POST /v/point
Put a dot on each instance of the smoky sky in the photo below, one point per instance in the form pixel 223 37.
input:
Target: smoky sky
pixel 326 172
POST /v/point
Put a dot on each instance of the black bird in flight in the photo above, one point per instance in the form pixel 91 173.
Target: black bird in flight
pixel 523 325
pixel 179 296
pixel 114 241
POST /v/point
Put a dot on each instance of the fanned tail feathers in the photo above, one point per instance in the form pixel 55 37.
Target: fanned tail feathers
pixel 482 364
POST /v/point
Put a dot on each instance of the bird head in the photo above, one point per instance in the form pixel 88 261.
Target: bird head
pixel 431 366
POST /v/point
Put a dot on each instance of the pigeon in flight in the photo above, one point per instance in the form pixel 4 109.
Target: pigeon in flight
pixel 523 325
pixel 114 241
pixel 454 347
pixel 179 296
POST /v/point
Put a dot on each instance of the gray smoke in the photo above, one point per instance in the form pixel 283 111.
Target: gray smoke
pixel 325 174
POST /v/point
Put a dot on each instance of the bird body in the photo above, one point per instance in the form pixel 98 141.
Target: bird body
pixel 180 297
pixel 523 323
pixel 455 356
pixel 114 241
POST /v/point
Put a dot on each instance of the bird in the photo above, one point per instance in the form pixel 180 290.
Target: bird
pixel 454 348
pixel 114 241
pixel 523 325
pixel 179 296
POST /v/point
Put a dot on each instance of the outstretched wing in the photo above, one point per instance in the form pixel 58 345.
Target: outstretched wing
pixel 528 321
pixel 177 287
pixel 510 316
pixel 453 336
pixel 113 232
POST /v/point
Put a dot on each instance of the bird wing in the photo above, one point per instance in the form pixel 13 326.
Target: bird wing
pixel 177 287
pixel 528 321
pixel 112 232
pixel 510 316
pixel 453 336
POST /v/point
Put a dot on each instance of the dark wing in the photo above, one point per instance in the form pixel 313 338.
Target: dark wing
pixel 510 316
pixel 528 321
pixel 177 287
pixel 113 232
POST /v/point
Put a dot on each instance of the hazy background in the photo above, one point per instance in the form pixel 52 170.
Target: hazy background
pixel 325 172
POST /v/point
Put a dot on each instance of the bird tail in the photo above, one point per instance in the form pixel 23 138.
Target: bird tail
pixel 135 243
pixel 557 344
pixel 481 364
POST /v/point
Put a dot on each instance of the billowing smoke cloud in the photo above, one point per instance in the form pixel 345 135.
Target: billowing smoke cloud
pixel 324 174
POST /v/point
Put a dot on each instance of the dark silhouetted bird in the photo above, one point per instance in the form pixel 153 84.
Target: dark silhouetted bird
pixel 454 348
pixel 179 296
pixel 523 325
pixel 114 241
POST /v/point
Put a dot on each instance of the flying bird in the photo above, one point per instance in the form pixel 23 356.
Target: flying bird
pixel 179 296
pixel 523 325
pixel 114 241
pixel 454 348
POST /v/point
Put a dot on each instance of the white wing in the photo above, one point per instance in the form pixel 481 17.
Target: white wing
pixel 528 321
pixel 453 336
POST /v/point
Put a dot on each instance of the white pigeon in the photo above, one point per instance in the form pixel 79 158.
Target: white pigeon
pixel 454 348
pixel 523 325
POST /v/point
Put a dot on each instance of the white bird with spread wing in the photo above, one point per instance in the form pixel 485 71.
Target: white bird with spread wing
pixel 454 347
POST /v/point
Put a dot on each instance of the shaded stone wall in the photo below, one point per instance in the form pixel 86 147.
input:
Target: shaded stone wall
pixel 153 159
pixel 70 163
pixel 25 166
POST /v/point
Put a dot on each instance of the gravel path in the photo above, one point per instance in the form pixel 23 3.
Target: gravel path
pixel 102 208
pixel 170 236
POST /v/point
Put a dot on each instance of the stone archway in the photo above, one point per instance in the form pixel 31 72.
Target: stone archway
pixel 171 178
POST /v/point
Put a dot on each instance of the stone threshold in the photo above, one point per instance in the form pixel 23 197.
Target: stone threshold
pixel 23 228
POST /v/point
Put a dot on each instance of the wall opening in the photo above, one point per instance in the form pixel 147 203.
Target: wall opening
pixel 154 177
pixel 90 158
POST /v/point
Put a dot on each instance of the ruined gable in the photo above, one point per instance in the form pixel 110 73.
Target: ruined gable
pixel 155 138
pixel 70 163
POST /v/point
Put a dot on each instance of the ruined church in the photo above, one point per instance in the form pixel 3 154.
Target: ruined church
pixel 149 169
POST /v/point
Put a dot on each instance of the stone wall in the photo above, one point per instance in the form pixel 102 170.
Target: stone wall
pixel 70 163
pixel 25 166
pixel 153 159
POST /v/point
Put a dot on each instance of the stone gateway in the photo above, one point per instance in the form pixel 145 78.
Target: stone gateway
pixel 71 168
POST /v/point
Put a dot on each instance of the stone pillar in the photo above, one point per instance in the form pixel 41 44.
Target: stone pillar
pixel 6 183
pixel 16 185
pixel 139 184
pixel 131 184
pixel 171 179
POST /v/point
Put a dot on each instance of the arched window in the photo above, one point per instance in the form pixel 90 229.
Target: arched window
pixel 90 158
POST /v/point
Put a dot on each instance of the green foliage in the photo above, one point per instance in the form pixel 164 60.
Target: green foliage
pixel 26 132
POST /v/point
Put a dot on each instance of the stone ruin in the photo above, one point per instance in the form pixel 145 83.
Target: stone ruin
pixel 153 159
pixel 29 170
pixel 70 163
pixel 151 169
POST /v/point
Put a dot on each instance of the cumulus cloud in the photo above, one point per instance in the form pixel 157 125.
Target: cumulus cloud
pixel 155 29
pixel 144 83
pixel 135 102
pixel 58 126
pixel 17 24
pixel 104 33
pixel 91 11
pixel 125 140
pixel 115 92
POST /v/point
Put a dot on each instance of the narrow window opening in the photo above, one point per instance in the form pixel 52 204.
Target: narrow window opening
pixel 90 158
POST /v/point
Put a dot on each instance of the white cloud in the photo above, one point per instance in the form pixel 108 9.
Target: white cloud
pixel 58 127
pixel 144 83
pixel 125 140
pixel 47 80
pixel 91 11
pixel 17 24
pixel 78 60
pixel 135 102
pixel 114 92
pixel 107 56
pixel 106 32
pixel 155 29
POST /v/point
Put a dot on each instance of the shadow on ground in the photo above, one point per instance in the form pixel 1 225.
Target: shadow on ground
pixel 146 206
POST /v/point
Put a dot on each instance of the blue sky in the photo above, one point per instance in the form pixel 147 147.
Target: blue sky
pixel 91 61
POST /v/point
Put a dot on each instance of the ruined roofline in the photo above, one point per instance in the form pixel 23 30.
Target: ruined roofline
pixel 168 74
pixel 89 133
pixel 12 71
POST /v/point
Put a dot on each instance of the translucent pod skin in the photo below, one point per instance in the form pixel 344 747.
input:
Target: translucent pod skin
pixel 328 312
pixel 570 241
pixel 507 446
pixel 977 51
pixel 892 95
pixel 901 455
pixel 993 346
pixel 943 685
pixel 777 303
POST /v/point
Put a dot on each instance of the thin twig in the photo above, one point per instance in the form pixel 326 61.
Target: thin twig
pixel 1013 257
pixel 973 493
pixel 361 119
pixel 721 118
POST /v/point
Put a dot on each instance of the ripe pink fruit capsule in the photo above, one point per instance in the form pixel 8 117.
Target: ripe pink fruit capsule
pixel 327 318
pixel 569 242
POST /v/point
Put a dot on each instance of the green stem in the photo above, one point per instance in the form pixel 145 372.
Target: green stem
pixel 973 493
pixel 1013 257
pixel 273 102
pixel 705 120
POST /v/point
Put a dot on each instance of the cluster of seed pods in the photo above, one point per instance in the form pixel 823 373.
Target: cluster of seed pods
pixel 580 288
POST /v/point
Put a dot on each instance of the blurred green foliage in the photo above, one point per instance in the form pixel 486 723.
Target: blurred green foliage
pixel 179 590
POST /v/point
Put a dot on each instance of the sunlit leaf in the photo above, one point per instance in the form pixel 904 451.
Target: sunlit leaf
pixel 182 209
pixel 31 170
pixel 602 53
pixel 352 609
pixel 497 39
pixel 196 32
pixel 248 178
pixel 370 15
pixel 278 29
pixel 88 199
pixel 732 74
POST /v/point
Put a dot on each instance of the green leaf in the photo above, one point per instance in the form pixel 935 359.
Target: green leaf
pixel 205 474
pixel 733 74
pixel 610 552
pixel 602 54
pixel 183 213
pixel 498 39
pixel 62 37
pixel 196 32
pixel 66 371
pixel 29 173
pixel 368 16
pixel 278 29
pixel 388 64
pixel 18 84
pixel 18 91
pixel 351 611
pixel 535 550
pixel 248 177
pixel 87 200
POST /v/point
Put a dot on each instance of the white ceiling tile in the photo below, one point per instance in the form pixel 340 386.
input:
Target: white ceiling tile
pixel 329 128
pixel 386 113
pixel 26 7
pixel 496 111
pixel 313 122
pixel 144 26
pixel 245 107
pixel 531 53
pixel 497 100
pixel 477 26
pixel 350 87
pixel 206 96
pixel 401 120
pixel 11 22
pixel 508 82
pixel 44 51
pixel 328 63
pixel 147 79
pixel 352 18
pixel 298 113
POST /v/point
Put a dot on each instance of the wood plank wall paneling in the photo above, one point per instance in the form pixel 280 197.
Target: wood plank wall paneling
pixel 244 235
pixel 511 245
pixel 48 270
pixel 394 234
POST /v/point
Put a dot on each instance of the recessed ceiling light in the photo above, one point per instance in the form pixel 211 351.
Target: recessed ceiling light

####

Problem requirements -
Turn the lines above, from the very first one through the line containing "pixel 482 364", into a Markdown table with a Row column numbering them in order and a Line text column holding each line. Leave out blank lines.

Task answer -
| Row | Line text |
|---|---|
| 1 | POST /v/point |
| 2 | Put a dot on each instance of the smoky sky in the photo below, one point per instance in the form pixel 223 37. |
| 3 | input: |
| 4 | Target: smoky sky |
| 5 | pixel 326 172 |
| 6 | POST /v/point |
| 7 | Put a dot on each instance of the black bird in flight in the photo above, one point per instance in the form pixel 91 173. |
| 8 | Target: black bird in flight |
| 9 | pixel 523 325 |
| 10 | pixel 179 296 |
| 11 | pixel 114 241 |
| 12 | POST /v/point |
| 13 | Put a dot on each instance of the fanned tail feathers in the photo above, one point per instance in the form pixel 55 37. |
| 14 | Target: fanned tail feathers |
| 15 | pixel 482 364 |